Task statement: Put every line of the entries below into a JSON list of strings, with one string per line and no blank lines. Leave the pictures out.
⁂
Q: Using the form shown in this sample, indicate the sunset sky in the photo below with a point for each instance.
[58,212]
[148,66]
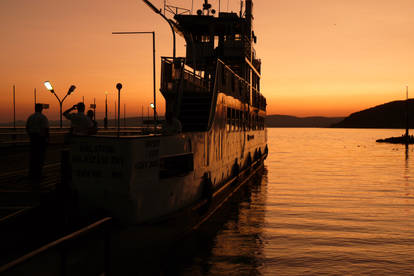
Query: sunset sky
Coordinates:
[319,57]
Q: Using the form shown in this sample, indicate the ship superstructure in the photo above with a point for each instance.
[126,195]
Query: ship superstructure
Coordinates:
[214,92]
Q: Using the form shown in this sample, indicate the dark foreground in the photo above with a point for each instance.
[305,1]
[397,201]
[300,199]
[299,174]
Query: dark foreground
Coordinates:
[44,237]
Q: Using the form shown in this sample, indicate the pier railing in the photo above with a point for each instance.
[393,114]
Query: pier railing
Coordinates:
[83,252]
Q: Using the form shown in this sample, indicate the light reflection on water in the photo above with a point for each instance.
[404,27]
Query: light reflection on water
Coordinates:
[329,202]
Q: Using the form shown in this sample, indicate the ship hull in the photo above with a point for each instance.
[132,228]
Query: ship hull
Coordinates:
[145,178]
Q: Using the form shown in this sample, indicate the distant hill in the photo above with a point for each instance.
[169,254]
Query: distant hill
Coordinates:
[389,115]
[292,121]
⁂
Result of this exercise:
[
  "Q: Using the form shown in this sample, indicate the sunset sky in the photo below with a point for each instance.",
  "[58,212]",
  "[148,66]",
  "Query: sunset sky",
  "Coordinates:",
  "[319,57]",
  "Q: Using the form shown in this sample, indicate the ship superstructure in the photo above with a point for each instance.",
  "[126,195]",
  "Query: ship superstructure",
  "Coordinates:",
  "[214,92]",
  "Q: Using the form shown in this sample, indicate the dark foreground in the photo above with a point for each instance.",
  "[305,1]",
  "[397,201]",
  "[300,199]",
  "[299,174]",
  "Query: dark foreground",
  "Coordinates:",
  "[44,237]",
  "Q: Using the form shown in this sample, indicate the pier railing in the photo above with a point for each instance.",
  "[393,114]",
  "Query: pier railing",
  "Coordinates:",
  "[83,252]",
  "Q: Using the form shown in this sample, indicate the light reflection on water in the photo above with a point for each instance.",
  "[404,27]",
  "Query: light reflection on water",
  "Coordinates:",
  "[329,202]",
  "Q: Using the form shown in this sample, indicate the ship hull in the photo above with a point for each instance.",
  "[132,228]",
  "Query: ship hull",
  "Coordinates:",
  "[145,178]",
  "Q: Using the form shown in this sample, indicate the distant hill in the photo above with a point for each instance.",
  "[169,254]",
  "Query: distant hill",
  "Coordinates:",
  "[389,115]",
  "[292,121]"
]